**What is required**
Among the lines of data below, reproduce only those from the one with "Query: groomsman in tan suit" through the one with "Task: indicate the man", exactly as they stand, both ends included.

○ ○ ○ ○ ○

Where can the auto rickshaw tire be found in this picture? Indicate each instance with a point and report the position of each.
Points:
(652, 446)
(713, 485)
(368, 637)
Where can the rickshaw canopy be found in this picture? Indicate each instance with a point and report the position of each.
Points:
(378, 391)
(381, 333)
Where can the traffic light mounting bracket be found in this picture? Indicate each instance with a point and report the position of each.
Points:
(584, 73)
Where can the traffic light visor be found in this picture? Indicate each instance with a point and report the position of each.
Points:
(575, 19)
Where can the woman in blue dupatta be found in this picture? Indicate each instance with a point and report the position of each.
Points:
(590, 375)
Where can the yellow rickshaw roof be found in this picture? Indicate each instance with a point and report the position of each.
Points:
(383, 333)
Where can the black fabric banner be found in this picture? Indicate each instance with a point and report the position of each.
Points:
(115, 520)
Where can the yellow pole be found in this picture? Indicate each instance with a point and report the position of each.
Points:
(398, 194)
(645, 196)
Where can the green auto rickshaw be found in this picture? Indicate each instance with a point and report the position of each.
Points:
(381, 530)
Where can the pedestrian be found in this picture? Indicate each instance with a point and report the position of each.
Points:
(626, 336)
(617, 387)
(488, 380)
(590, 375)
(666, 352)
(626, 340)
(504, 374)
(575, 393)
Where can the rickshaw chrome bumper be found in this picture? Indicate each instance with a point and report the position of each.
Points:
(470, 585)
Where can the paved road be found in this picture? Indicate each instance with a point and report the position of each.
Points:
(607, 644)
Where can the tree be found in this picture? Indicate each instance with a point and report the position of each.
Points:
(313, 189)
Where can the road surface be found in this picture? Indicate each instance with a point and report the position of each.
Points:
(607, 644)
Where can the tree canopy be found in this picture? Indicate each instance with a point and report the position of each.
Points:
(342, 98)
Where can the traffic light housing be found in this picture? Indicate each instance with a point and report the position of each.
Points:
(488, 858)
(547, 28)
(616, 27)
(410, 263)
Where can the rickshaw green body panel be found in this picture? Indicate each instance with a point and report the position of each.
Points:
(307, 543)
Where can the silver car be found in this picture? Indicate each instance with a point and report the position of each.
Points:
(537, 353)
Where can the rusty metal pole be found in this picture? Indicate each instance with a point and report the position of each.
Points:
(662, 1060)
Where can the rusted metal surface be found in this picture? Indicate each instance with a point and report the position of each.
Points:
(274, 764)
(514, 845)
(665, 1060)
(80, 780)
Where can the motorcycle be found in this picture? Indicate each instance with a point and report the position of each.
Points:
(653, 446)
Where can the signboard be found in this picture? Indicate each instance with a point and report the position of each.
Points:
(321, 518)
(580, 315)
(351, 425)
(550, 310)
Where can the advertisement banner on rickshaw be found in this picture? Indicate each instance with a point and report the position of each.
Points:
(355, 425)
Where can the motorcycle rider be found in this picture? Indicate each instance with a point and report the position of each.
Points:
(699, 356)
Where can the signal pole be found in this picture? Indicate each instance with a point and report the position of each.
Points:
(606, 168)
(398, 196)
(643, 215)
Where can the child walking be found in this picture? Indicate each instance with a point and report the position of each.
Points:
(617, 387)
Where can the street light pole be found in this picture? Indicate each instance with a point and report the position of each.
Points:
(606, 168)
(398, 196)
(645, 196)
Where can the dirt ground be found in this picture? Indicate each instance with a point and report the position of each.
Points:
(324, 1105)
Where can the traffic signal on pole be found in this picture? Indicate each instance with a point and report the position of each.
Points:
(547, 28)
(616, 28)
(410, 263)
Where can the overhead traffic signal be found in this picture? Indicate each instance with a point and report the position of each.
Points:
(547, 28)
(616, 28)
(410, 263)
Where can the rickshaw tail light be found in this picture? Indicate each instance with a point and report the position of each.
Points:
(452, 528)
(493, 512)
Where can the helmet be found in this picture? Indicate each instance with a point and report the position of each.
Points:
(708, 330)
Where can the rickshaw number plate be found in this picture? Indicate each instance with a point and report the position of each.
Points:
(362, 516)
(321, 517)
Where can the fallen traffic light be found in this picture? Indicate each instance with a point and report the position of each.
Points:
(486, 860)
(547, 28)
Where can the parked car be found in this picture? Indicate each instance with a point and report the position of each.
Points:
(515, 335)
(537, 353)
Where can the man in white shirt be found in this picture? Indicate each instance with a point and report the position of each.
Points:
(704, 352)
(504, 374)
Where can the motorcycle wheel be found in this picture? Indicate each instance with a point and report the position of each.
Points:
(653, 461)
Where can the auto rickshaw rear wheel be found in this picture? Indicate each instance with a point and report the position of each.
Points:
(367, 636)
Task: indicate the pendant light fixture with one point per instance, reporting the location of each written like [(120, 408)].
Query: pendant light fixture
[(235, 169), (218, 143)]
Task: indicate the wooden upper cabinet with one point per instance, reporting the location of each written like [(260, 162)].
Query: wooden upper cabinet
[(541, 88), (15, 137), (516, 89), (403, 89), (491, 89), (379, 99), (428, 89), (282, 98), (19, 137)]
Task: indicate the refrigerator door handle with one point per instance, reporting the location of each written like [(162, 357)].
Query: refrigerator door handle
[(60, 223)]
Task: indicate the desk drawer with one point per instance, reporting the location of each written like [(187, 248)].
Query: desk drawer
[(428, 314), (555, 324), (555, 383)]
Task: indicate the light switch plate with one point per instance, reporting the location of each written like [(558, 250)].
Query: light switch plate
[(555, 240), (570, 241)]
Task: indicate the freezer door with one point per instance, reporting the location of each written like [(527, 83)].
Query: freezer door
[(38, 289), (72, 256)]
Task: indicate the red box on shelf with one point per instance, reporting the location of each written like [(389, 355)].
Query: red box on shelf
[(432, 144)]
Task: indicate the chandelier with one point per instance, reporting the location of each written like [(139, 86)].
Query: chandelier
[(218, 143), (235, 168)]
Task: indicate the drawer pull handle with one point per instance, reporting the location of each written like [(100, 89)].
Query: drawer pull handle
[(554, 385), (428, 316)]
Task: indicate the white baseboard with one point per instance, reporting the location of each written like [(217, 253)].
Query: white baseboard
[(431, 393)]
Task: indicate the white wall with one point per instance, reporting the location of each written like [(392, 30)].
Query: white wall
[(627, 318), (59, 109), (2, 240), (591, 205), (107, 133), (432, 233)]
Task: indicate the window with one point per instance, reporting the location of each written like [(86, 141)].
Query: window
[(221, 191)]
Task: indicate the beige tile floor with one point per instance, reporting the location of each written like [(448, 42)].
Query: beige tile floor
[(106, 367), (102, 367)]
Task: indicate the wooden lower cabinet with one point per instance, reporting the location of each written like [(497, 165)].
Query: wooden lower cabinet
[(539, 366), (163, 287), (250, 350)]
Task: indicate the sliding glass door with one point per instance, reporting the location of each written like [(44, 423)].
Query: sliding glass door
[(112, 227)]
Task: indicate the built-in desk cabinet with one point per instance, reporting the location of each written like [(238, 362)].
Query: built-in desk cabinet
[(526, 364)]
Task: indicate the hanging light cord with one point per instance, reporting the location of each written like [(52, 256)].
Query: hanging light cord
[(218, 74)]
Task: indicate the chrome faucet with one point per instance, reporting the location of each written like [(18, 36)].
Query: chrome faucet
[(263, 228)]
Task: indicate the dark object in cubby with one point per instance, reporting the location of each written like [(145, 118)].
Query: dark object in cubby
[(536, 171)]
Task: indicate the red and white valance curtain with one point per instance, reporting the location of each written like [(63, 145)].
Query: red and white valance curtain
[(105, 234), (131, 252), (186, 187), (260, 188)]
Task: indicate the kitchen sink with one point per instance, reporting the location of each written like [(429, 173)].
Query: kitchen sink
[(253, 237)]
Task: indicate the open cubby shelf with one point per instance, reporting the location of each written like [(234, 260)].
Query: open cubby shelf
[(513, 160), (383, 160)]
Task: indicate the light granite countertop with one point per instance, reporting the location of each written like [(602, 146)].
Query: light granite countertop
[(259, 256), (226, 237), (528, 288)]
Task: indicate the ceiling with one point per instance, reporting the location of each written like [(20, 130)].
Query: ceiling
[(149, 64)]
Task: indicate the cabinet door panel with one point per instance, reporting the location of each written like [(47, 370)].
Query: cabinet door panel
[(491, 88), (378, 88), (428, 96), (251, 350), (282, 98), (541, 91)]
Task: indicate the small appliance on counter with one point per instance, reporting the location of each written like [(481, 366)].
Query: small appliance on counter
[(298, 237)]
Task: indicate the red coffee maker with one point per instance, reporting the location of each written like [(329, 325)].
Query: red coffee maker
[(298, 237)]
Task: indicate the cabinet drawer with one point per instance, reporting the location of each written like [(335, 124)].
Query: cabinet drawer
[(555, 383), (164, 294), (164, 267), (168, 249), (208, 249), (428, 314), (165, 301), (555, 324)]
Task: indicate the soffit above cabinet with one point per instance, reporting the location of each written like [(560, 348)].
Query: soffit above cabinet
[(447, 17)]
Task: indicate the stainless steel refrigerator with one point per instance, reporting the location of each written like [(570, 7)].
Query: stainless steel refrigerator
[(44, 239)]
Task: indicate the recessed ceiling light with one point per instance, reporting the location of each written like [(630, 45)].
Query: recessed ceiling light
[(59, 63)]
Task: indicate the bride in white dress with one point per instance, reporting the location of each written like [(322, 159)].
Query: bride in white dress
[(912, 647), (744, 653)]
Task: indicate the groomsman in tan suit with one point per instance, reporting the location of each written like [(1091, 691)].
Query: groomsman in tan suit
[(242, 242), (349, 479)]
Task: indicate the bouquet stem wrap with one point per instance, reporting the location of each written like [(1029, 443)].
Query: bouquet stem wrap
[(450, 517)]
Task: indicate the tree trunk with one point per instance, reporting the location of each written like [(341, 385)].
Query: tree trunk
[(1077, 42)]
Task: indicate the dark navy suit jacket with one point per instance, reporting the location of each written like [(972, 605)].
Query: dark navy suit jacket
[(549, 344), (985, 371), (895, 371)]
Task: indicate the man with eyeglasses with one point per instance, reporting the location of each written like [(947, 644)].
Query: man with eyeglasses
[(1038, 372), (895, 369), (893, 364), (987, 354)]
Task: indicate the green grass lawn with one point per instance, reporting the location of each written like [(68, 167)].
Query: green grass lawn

○ ○ ○ ○ ○

**The answer**
Query: groomsman in tan suit
[(242, 242), (349, 479)]
Task: indicate the bouquet stem wrap with one point per instance, reporting the location of each written like [(1029, 443)].
Query: bouquet stem wrap
[(450, 517)]
Task: indicate the tree trunk with one point per instance, reporting the location of each written like [(341, 385)].
Query: tree trunk
[(1077, 42)]
Task: indicate the dark navy suit jacket with one point per instance, reporting the location of each written like [(972, 605)].
Query: dark navy suit jacket
[(549, 344), (985, 371), (895, 371)]
Task: indicate the man with eyeglasses with one point per instance, reporting the location of each written like [(947, 644)].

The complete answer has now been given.